Camino de Pentecostés:“Quien tiene sed que venga y beba.

La presencia pascual de Jesús resucitado como Espíritu de Dios se expande (visibiliza) en una iglesia o comunión escatológica de perdonados (liberados) que celebran su victoria sobre la muerte. De esa forma, la nueva Iglesia o comunión de los creyentes viene a presentarse como verdadero Israel, revelación y presencia de Dios en forma humana, como irán descubriendo los cristianos:

Puede ser una imagen de una persona, naturaleza y cascada

− Los primeros cristianos (seguidores de Jesús, en Jerusalén), manteniéndose fieles a Jesús, tenían miedo de perder su identidad, pues al abrir el evangelio a los pecadores y gentiles podían destruir el tesoro de historia nacional israelita. Por eso, prefirieron esperar, como grupo de renovación escatológica, al interior del judaísmo, hasta que viniera Jesús de un modo glorioso, pues, a su juicio, no había llegado todavía el tiempo de la renovación universal por el Espíritu.

− Pero muy pronto, otros cristianos, partiendo de la misma fidelidad a Jesús, comprendieron que el Espíritu desbordaba las barreras nacionales, fundando así una comunión escatológica, es decir, universal, de fieles liberados de la ley y abiertos por la fe y amor del Cristo a todas las naciones. Con ellos se iniciaba la nueva iglesia, tanto en la tradición de Pablo (cf. Ef 2, 14-22) como en la de Pedro (cf. Mt 16, 17-19) y la de Juan, desde el Dios‒Espíritu, que vincula en su verdad a judíos y samaritanos (con el mismo Pentateuco), y a todos los pueblos (cf. Jn 4, 24).

→ **TAREAS**
1. Según el texto sobre Pentecostés, ¿qué temían perder los primeros cristianos de Jerusalén?
2. Continúa el texto sobre Pentecostés a partir de su última oración.
Los datos no hacen falta para ninguna tarea.

→ **DATOS REGISTRADOS**
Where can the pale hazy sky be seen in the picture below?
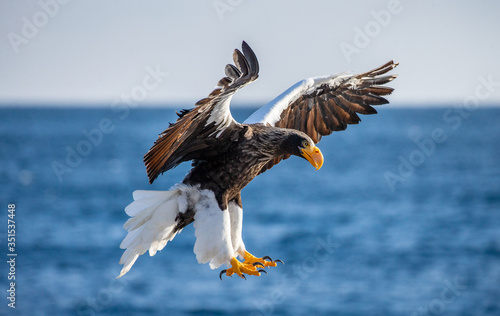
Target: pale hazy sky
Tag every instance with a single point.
(93, 52)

→ **RESPUESTAS EN ORDEN**
1. Temían perder su identidad.

2.
Estos nuevos cristianos comprendieron que cerrados en un tipo de leyes particulares, por muy hondas y buenas que fueran, no podían abrirse a todos los pueblos de la creación (Gen 1). Ellos descubrieron así que, precisamente por haber sido (y ser) un buen israelita, Jesús debía abrir un camino de vida y salvación para todos los pueblos, no en forma de gran torre de Babel (cf. Gen 11), sino de comunión creyente:

− Jesús había superado con su vida y mensaje una estructura nacional de ley, convocando para su reino a los judíos perdidos-pecadores-expulsados, que se hallaban fuera de la alianza oficial y, de un modo indirecto, a los gentiles. Pues bien, en esa línea, los nuevos cristianos  descubren que, sin un acercamiento a los impuros y gentiles, trascendiendo un tipo de Ley nacional, pierde sentido el evangelio.

− Iglesia universal. Retomando el impulso de Jesús, tras un tiempo de “esperanza nacional judía”, los discípulos helenistas (representados ya por Hch 2, en el día de Pentecostés, antes de Hch 6‒7), convocan por la iglesia, para el Reino, a todos los hombres y mujeres. Así rompen la barrera israelita, para vincularles en una iglesia, sin más condición de entrada que la fe, sin más compromiso de vida que el amor en el Espíritu. 

Desde ese fondo, el libro de los Hechos cuenta la historia de la iglesia, como evangelio del Espíritu Santo, que se abre desde Jerusalén y Antioquía, por medio de Roma a todas las naciones. En principio, los primeros cristianos pascuales (y pentecostales), no habían querido crear una nueva religión, pero profundizando en su experiencia pascual, ellos crearon de hecho un espacio y camino de comunicación universal, como descubrimiento y despliegue de Pascua de Jesús [1].   

− Pascua, el Mesías crucificado. Jesús vivió y murió a favor de los excluidos, poniéndose así en manos Dios, que le recibió en su Vida (=Espíritu) de amor. Este había sido su milagro (es decir, su principio de identidad): un amor abierto en gratuidad a todos. Al principio, sus discípulos no lo comprendieron: escaparon, fracasados, y se escandalizaron ante el signo (realidad) del Cristo crucificado. Pero después volvieron a Jesús, en Dios, por el Espíritu, comprendiendo que la Pascua responde a la "lógica" de reino, como Amor universal que triunfa de la muerte.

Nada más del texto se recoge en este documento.